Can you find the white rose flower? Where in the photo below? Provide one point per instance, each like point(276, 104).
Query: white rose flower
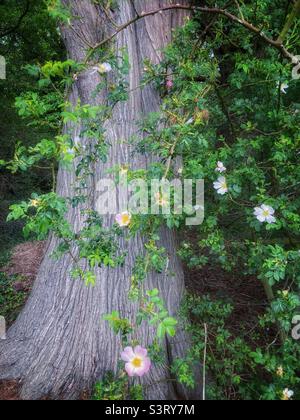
point(221, 167)
point(265, 213)
point(221, 185)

# Your goal
Rewrite all the records with every "white rose flower" changed to "pale pink tulip" and everything else left the same. Omit the pictures from your answer.

# Answer to the exercise
Can you find the pale pink tulip? Where in the photo below? Provide one point per instance, each like point(276, 104).
Query: pale pink tulip
point(221, 167)
point(265, 213)
point(221, 185)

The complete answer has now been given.